WHAT IS ASKED.
a – For each statement, say whether the dataset pipeline question agrees with it, answering yes or no and quoting the words that decide it: (i) the pipeline reads 16 tab-separated gzip files; (ii) the tokenizer is meant to run on every axis of the tensor; (iii) the attempted approach tokenized only the sentence.
b – Restate the paragraph of the dataset pipeline question that begins "I am trying to build a tf.data.Dataset" as a short list, keeping its main facts.
c – Reproduce the dataset pipeline question word for word, starting at "Bonus points if" and ending at "s = text.SentencepieceTokenizer(model=model)".

PAGE TEXT.
========================================================================

I am trying to build a tf.data.Dataset
pipeline that reads 16 tab separated .gzip
files which include a sentence, a useless file indicator, and a label. I'd like to apply a tokenizer to the first axis of the dataset only. Additionally, I'd love to drop the middle axis
Here is my code:
ds = tf.data.Dataset.list_files("references/reads/*.txt.gz")
ds = tf.data.TextLineDataset(filenames=ds, compression_type="GZIP", num_parallel_reads=tf.data.experimental.AUTOTUNE)
ds = ds.map(lambda x: tf.strings.split(x, "\t"), num_parallel_calls=tf.data.experimental.AUTOTUNE)
Here is the data:
>>> [print(a) for a in ds.take(2)]
tf.Tensor([b'Happy little sentence.' b'Useless Text' b'Label'], shape=(3,), dtype=string)
I'd like to apply my tokenizer to only the first axis of the tensor ('Happy little sentence.')
Bonus points if I can delete 'Useless Text'
. Here has been my unsuccessful approach:
with open('my_tokenizer.model', 'rb') as f_in:
model = f_in.read()
s = text.SentencepieceTokenizer(model=model)
ds = ds.map(lambda x: s.tokenize(x), num_parallel_calls=tf.data.experimental.AUTOTUNE)
This tokenizes everything!

========================================================================

RAW DATA.
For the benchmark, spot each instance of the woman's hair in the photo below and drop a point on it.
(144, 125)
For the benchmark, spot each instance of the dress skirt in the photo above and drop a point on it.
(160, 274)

========================================================================

ANSWERS TO THE EXERCISE.
a –
(i) Yes: "pipeline that reads 16 tab separated .gzip"
(ii) No: "I'd like to apply my tokenizer to only the first axis of the tensor"
(iii) No: "This tokenizes everything!"

b –
- Goal: a tf.data.Dataset pipeline reading 16 tab-separated .gzip files
- Each file holds a sentence, a useless file indicator, and a label
- The tokenizer should be applied to the first axis only
- The middle axis should be dropped

c –
Bonus points if I can delete 'Useless Text'
. Here has been my unsuccessful approach:
with open('my_tokenizer.model', 'rb') as f_in:
model = f_in.read()
s = text.SentencepieceTokenizer(model=model)